→ Exercise aim
Starting at the line containing "# Locate the spiky" and ending at the last line below, write those lines out again, requests included. Multiply every box coordinate in the answers by 0.2 and round each to a whole number, with halves rounding up.

→ Data listing
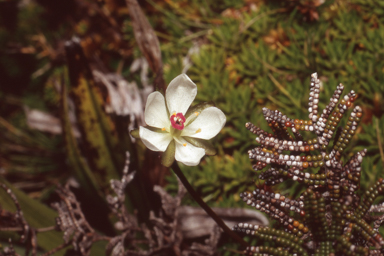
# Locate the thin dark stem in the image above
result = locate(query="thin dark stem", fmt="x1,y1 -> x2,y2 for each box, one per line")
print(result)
172,161 -> 249,247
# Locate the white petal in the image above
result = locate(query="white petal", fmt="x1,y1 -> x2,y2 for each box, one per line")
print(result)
144,92 -> 171,129
139,126 -> 173,152
165,74 -> 197,115
175,138 -> 205,166
181,107 -> 226,140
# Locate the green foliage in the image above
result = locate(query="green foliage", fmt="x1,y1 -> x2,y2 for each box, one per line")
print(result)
0,0 -> 384,253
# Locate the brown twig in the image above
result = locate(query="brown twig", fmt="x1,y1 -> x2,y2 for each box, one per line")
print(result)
172,161 -> 249,247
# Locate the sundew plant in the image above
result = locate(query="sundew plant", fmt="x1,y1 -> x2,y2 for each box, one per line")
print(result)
0,0 -> 384,256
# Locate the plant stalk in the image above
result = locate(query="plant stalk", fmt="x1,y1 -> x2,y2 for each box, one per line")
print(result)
172,161 -> 249,247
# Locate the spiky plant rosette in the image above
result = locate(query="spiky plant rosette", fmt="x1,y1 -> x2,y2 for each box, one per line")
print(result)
233,73 -> 384,255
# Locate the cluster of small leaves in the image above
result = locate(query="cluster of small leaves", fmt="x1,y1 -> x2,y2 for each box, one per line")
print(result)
233,73 -> 384,255
162,1 -> 384,209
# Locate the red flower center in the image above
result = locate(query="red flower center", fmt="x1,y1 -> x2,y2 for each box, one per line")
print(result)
169,113 -> 185,131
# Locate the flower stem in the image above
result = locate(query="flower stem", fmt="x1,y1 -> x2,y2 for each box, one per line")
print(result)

→ Task output
# Locate the spiky plant rosette in the image above
result = locate(query="spiky plant rosette", fmt="x1,y1 -> x2,y2 for each box, one per line")
print(result)
47,15 -> 77,51
# Locate the cluster of small leaves in the image above
result = locate(query="cluster of small leaves", fmt="x1,y1 -> x2,y2 for each box, one per line")
print(result)
47,15 -> 77,51
32,0 -> 77,42
# Locate the red flower center in the image above
result = locate(query="red flower center", fmt="x1,y1 -> x2,y2 for each box, one per line")
print(result)
34,23 -> 37,26
# Locate the flower stem in the image above
result = locate(query="flower stem", fmt="x1,y1 -> x2,y2 for each box, one per line")
print(result)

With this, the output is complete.